**Exercise description**
For the data below, retype word for word the lines from the one containing "Target: tree branch" through the one containing "x=237 y=402"; drop the pictures.

───── Task data ─────

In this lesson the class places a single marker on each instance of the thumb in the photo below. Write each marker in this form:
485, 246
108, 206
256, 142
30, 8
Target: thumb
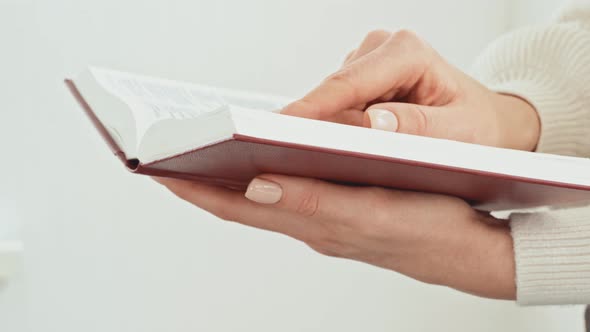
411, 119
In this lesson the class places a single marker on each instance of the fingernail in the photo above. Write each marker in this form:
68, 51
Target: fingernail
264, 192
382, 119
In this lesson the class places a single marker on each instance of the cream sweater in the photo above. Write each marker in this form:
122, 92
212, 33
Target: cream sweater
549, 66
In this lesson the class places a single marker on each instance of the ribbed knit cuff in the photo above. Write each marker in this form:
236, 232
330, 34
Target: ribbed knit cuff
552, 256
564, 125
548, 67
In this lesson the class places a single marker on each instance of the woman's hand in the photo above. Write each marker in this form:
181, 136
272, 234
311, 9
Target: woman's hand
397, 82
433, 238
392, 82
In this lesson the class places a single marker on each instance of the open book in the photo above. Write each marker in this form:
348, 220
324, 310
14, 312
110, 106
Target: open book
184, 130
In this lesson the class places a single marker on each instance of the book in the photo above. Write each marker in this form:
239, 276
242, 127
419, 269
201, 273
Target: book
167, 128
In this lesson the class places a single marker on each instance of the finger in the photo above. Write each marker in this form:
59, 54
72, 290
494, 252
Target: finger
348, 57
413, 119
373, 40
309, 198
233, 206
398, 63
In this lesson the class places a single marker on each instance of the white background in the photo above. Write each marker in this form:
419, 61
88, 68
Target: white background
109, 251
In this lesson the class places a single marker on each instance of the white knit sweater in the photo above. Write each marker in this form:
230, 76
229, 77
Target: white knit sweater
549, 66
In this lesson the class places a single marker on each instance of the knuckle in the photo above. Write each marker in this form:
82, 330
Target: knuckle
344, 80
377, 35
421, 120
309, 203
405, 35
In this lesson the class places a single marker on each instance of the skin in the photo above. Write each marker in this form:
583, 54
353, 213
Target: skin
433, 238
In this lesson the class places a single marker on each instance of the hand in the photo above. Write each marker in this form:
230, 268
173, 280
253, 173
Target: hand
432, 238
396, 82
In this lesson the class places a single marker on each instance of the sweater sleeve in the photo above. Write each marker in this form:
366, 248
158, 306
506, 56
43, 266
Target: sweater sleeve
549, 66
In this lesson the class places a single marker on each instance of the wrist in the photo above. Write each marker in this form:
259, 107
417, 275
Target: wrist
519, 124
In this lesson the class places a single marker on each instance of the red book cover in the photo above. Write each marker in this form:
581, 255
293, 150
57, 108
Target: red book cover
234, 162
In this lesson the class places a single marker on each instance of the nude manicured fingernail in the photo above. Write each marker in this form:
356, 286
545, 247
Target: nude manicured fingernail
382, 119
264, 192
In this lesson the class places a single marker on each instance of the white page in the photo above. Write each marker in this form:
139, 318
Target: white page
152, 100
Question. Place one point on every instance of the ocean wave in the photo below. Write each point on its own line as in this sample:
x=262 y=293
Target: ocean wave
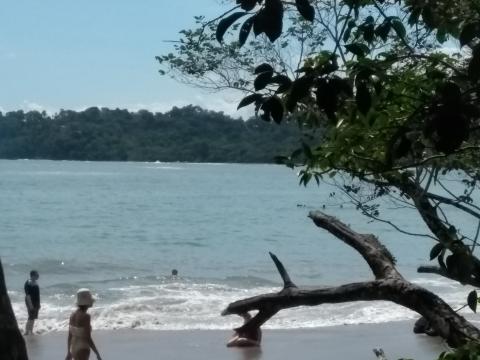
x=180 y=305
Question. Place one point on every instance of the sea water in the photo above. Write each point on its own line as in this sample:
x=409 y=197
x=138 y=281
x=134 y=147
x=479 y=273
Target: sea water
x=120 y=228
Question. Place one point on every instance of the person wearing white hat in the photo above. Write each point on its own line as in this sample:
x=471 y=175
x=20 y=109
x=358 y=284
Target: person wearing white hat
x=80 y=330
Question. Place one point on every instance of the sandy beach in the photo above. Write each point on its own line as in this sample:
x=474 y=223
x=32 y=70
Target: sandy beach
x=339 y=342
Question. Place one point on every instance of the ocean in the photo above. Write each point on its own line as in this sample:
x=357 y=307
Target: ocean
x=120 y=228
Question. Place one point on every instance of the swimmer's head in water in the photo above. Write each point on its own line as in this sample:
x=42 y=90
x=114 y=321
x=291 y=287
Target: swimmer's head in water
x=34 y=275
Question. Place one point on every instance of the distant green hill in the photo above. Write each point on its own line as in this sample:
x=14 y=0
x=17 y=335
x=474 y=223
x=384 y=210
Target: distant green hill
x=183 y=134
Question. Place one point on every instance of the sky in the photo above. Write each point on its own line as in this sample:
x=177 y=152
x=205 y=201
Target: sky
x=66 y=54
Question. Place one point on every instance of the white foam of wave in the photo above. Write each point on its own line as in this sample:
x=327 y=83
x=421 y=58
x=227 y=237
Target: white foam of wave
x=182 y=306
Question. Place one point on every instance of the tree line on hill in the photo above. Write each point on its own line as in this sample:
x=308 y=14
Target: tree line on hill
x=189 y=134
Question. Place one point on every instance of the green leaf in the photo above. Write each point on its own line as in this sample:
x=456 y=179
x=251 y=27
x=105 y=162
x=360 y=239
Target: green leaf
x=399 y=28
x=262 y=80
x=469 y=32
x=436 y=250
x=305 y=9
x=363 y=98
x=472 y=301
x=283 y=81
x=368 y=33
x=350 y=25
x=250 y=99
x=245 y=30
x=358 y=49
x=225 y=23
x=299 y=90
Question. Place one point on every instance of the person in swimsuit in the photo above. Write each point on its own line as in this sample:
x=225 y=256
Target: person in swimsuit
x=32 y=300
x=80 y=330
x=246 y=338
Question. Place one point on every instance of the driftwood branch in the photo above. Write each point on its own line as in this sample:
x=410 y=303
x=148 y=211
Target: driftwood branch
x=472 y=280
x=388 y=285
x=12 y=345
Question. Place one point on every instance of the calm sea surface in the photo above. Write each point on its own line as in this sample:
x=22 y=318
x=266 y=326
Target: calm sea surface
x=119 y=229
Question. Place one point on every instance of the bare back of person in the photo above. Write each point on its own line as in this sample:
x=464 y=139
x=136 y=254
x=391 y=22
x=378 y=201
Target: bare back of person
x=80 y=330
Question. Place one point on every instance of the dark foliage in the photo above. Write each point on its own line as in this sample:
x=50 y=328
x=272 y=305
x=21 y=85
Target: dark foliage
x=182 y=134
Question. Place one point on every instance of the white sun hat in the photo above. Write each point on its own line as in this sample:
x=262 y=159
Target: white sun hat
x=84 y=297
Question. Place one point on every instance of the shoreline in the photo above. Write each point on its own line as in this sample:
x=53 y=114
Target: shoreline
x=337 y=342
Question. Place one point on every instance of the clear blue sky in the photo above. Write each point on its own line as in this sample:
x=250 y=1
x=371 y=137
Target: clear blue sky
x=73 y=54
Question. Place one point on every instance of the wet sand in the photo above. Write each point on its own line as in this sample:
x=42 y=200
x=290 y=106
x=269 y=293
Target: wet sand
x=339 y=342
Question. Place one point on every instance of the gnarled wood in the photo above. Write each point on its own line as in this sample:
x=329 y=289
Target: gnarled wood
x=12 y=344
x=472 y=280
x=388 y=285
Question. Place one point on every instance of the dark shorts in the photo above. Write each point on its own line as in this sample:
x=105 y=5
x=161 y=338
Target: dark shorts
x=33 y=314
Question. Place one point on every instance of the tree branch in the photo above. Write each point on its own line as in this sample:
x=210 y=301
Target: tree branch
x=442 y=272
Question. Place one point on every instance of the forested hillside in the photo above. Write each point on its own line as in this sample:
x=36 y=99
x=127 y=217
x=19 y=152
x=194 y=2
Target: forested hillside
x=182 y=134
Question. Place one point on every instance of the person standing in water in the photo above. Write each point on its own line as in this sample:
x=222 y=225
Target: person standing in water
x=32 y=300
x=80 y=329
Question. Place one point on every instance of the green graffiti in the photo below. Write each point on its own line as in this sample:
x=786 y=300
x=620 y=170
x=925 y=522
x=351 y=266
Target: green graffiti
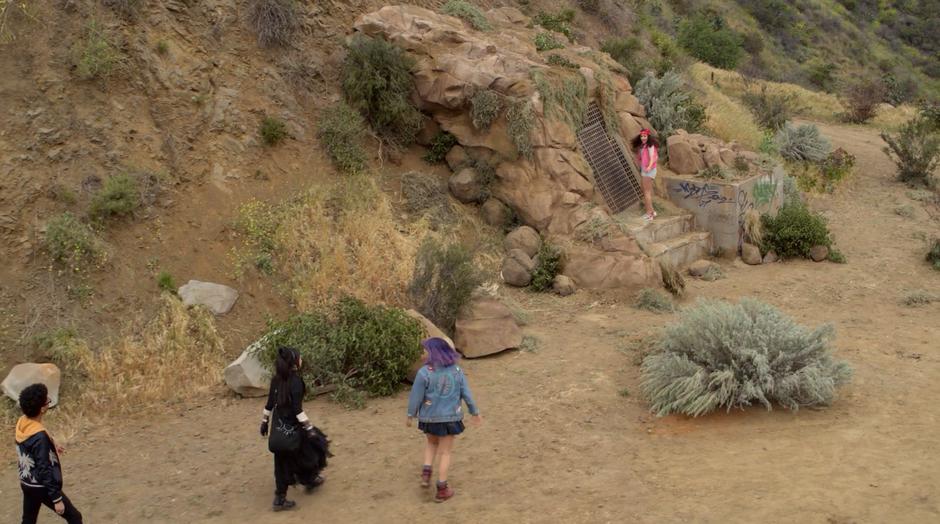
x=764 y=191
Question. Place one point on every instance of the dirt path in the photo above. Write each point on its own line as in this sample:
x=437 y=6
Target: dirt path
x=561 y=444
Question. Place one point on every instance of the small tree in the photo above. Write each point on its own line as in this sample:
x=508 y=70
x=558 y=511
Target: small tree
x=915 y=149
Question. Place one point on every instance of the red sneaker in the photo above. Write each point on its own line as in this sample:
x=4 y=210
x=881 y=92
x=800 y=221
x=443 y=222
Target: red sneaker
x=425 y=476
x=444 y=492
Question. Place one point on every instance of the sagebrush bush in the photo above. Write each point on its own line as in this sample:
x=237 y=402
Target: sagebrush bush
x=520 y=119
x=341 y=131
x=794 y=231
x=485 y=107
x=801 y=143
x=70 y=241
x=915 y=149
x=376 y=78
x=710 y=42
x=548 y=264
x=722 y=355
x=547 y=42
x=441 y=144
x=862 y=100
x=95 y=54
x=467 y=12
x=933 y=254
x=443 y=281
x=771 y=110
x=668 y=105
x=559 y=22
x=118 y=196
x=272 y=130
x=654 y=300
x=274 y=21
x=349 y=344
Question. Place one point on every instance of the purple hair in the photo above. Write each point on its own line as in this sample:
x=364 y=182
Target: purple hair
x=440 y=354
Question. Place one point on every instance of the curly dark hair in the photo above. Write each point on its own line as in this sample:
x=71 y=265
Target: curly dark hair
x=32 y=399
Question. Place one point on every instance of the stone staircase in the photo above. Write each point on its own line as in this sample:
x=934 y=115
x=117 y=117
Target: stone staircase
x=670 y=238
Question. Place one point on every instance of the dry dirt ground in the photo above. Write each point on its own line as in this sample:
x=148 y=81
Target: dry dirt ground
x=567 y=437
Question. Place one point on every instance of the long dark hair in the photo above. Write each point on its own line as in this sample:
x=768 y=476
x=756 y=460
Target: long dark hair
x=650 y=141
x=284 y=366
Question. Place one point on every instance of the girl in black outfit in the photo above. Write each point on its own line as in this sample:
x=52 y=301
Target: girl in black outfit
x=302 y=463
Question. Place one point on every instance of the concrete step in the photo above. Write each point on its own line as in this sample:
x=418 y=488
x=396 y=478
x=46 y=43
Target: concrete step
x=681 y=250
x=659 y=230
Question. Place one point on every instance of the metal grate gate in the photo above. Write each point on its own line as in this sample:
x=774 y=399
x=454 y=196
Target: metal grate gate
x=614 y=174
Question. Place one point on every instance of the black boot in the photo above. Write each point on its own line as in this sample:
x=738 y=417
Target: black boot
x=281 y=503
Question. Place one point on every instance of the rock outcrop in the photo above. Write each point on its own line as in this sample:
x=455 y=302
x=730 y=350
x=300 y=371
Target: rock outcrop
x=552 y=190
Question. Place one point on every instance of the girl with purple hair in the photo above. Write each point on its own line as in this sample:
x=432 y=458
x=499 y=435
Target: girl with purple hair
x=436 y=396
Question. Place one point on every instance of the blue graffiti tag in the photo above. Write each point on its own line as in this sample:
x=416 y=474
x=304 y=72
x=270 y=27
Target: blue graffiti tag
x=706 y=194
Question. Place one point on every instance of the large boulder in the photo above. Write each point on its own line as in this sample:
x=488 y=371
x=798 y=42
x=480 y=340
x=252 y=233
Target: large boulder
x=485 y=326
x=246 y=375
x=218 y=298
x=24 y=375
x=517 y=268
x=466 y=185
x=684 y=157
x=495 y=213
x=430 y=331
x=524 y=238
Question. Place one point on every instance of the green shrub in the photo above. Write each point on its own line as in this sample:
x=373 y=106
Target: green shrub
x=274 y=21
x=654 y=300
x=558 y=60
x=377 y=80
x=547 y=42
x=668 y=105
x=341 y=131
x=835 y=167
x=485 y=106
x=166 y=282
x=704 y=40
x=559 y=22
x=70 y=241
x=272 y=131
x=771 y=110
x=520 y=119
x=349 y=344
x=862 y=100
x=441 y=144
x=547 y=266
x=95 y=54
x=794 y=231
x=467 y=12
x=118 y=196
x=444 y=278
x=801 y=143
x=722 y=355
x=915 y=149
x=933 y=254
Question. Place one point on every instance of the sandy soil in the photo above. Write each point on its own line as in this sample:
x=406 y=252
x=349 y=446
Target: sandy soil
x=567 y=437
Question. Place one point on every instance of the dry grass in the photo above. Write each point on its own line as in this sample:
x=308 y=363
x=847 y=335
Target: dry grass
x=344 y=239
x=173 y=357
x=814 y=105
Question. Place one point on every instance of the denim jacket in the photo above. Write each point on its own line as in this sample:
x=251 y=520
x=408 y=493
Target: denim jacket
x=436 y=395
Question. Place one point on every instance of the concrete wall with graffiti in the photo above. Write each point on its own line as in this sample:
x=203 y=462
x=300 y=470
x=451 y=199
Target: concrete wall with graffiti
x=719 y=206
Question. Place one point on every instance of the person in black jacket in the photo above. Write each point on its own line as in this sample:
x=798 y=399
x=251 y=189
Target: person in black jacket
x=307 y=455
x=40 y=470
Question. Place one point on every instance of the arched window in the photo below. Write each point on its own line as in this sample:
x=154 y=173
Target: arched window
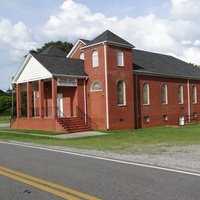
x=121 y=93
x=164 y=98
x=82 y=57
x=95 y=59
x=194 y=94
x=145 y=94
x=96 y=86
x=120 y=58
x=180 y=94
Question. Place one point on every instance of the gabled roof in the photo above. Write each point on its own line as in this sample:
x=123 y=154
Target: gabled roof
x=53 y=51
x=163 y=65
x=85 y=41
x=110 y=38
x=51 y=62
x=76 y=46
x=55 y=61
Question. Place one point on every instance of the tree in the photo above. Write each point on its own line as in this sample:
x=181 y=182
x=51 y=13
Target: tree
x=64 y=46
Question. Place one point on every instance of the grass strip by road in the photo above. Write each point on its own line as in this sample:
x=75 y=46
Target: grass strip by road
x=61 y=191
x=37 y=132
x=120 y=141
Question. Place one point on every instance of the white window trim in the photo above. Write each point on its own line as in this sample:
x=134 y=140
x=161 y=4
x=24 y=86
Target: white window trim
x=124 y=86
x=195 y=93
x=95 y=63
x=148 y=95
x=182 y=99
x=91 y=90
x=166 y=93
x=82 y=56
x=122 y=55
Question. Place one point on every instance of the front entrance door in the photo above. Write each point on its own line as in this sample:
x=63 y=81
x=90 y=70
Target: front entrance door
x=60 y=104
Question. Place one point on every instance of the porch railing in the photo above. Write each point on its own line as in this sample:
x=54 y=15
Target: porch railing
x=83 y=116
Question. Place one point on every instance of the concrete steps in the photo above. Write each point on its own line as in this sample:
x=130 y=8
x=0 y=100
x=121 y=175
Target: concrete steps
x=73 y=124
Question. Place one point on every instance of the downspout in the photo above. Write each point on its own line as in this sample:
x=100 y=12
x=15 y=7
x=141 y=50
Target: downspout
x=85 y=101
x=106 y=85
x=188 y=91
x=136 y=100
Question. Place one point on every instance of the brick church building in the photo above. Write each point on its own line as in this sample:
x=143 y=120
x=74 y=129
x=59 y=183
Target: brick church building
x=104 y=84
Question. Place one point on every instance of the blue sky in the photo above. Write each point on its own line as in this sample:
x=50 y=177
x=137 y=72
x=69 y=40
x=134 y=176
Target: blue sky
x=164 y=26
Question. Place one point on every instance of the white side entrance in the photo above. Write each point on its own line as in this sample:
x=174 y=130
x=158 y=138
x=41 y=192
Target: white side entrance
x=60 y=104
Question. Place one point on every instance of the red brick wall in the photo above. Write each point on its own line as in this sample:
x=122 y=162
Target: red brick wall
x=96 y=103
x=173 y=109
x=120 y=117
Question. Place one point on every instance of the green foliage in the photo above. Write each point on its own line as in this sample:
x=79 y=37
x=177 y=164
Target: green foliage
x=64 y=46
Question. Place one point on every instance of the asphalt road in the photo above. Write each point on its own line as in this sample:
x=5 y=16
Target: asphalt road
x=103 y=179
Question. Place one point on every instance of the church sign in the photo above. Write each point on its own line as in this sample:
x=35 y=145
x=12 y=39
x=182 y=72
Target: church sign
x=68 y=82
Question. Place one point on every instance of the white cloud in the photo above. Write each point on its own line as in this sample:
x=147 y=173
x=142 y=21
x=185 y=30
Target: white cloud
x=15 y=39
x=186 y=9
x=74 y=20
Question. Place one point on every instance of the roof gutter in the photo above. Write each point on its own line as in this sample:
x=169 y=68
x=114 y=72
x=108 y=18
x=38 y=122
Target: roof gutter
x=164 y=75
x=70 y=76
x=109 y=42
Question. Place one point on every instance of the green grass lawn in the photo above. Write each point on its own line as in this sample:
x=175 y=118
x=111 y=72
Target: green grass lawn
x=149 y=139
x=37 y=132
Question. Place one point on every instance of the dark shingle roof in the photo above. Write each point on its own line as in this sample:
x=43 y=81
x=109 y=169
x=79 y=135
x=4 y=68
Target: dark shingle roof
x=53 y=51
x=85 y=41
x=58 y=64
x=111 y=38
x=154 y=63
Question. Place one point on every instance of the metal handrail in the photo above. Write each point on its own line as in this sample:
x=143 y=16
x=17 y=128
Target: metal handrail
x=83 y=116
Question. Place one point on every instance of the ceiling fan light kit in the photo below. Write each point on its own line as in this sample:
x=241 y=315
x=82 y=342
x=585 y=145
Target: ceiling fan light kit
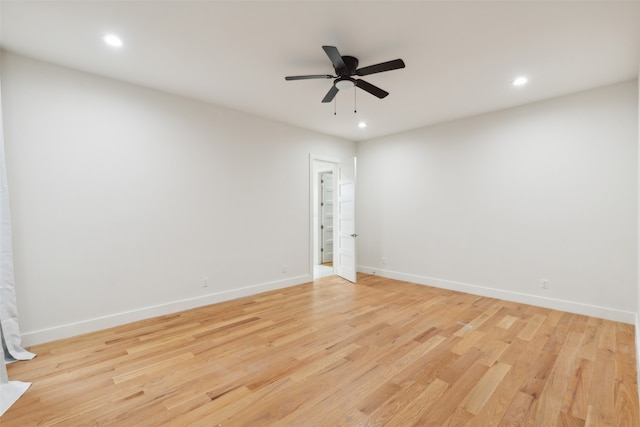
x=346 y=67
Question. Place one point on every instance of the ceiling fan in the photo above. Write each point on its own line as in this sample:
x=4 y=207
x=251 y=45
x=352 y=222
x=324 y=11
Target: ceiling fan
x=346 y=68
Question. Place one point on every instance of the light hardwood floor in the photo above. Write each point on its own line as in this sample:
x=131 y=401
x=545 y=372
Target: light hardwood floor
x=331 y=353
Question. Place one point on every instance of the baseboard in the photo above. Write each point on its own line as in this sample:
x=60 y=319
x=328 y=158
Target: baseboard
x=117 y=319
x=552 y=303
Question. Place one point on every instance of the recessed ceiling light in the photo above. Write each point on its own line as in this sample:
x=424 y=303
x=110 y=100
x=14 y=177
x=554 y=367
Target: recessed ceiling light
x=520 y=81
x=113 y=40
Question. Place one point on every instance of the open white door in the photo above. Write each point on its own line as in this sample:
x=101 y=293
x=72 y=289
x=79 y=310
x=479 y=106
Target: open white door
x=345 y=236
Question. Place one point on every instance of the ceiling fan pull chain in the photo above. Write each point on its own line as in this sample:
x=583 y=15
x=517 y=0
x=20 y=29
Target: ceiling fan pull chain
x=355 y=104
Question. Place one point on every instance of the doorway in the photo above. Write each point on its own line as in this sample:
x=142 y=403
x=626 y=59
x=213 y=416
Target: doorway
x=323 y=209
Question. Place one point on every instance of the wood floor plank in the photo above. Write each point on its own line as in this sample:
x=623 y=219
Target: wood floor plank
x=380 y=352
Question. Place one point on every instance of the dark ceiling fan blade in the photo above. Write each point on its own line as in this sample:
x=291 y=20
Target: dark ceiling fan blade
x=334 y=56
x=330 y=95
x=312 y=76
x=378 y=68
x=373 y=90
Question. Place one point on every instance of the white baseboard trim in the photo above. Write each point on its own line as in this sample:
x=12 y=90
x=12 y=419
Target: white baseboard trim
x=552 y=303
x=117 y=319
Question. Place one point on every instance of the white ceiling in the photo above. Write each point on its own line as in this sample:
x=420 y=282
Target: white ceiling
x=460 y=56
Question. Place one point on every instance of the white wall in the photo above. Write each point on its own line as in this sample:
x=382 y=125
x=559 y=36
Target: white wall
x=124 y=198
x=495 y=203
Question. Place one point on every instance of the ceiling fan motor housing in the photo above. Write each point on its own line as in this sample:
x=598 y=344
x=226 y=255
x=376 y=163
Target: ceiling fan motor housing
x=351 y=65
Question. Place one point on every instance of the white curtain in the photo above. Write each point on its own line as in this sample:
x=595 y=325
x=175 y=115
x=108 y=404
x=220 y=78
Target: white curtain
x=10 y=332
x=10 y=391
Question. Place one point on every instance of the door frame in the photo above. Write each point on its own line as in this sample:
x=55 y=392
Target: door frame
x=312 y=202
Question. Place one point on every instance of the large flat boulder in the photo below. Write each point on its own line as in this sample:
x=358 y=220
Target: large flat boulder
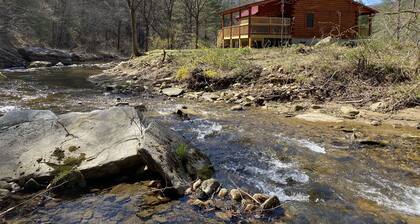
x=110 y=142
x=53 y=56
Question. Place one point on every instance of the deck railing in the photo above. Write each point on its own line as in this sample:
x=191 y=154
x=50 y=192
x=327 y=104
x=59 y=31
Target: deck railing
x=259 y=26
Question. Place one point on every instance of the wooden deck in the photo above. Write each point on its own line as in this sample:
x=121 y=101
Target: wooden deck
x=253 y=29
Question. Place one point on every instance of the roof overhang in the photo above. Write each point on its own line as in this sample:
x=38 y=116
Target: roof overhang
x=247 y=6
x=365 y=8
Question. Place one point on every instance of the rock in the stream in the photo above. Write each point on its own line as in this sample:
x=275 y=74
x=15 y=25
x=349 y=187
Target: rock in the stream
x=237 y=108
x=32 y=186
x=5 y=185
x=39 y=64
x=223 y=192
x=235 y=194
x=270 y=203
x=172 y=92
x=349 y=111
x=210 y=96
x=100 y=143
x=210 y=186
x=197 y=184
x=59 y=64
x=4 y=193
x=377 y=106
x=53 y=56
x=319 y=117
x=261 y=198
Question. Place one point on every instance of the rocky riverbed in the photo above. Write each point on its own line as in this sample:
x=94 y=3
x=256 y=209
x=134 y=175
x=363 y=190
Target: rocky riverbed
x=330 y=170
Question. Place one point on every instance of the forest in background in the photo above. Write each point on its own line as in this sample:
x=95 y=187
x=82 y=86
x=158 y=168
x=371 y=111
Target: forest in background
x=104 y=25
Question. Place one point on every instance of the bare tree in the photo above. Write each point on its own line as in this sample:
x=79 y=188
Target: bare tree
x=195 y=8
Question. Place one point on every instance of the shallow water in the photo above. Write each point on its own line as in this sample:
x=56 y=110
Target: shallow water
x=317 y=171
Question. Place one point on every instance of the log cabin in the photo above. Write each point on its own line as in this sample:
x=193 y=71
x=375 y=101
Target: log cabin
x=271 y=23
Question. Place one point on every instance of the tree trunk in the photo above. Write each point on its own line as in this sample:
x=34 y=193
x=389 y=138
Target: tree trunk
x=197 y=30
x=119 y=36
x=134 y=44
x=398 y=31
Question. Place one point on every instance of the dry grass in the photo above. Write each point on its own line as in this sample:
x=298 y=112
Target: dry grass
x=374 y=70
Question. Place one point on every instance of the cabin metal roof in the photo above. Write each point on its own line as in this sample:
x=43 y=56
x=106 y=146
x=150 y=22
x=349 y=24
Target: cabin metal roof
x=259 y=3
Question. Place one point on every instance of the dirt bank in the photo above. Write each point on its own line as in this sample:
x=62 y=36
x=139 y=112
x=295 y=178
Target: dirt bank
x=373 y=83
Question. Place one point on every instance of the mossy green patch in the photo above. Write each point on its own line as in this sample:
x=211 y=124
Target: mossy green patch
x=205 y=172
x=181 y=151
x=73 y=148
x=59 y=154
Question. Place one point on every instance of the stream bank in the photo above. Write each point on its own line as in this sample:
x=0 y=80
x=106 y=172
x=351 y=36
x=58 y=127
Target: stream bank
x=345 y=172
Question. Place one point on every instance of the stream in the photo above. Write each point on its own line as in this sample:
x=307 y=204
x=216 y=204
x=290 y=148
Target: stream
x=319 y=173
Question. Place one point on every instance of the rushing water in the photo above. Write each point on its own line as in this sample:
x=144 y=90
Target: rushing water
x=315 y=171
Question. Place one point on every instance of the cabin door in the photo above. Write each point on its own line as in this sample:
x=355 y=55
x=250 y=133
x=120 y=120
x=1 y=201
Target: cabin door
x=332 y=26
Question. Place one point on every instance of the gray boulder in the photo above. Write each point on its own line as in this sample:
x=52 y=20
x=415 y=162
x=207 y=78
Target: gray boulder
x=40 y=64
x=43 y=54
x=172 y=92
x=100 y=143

─────

**Completed exercise**
Target: tree branch
x=442 y=272
Question. Place one point on every instance of the forested hillside in the photo above. Write each point on its own line as in this sample:
x=36 y=99
x=127 y=217
x=19 y=152
x=194 y=2
Target: forested hillside
x=182 y=134
Question. Place one point on every instance of the person standing in water in the photo above. Write each point on its own line as in this sample:
x=222 y=225
Target: person standing in water
x=32 y=300
x=80 y=329
Question. Place one point on every instance of the green graffiti in the photo below. Write each point on its own line as in this sample:
x=786 y=300
x=620 y=170
x=925 y=522
x=351 y=266
Target: green graffiti
x=764 y=191
Question. Place one point on every instance of the dirt path in the photo above. Write each point on its own line as in this sample:
x=437 y=6
Target: dirt path
x=561 y=444
Question. Place one point on every instance of the small tree in the photo above. Write each point on its own line as in this sample:
x=508 y=70
x=558 y=511
Target: small tree
x=915 y=149
Question. Place one point on every instance of the red sneaker in the photo above. Write each point on its own line as in this sample:
x=4 y=210
x=881 y=92
x=800 y=221
x=443 y=222
Target: red sneaker
x=425 y=476
x=444 y=492
Question. Place one point on every instance of the sagebrush bush in the photo above. Write each point on its own line as in this sample:
x=237 y=402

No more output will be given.